• What you will do
(a) Restate the part of the text about du Sautoy's article that opens with the words "That’s a perfectly" and closes with "a bit problematic.", switching "problematic" to "troublesome".
(b) Pick up the text about du Sautoy's article after its final sentence and keep writing it.

• Text
- - - -
There was an interesting article by Marcus du Sautoy in the Guardian on Saturday about the future of the book.

That’s a perfectly straightforward statement – or might have been had it been written a few years ago.  But now ‘article’, ‘in’ and ‘on Saturday’ are all a bit problematic.

On the printed page, it remains an article. It is about how the written word is no longer confined by the limitations of a printed page – not just in terms of interactivity, but branching narratives, the story which may never be experienced by two people in quite the same way. More intriguingly, du Sautoy makes clear that he is most interested in non-fiction (which since he is is a mathematician is hardly surprising):

Non-fiction is different again. What is a footnote, after all, but an attempt to break out of the linear structure of a book? How reference books could change can now begin to be imagined, but I’m particularly interested in apps for non-fiction that are not designed to break up a narrative in a radical way, but rather to augment a storyline – for me, non-fiction works best when it tries to emulate the narrative that drives a reader to the end of a novel.

But this sometime article is itself no longer confined to the printed page. It is, of course, on the Guardian’s website (where it already attracting vigorously critical comments). And as it happens, it’s here too as an irresistible meta-recursive first use of the Guardian’s new wordpress plugin. The text below the line comes from the Guardian, but it’s not in any meaningful sense ‘in’ the Guardian any more and still less is it ‘on Saturday’.
- - - -
• Source material
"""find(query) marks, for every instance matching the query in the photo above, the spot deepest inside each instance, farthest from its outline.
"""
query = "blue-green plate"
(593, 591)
- - - -
• Response list
(a)
That’s a perfectly straightforward statement – or might have been had it been written a few years ago.  But now ‘article’, ‘in’ and ‘on Saturday’ are all a bit troublesome.

(b)
Du Sautoy’s critics are right to observe that the hyping of multimedia has been going on at least since the excitement of the cd-rom – and if that were all this was about, it wouldn’t be about much. I am old enough and old fashioned enough to think that reading a book will carry on being much like reading a book for some time to come.  But not all books and, more pertinently, not other things which still live in linear forms or in the remnants of those forms. We are beginning to see self-navigating forms, a version of techniques used in market research for many years, but self-contextualising help and cross-medium support are still in the near future, as they have been for quite a while now. And just as the piece below can be ‘from’ the Guardian without needing to be ‘in’ the Guardian, so the clear implication of the principles of data transparency is that the same will be true for many services from the government.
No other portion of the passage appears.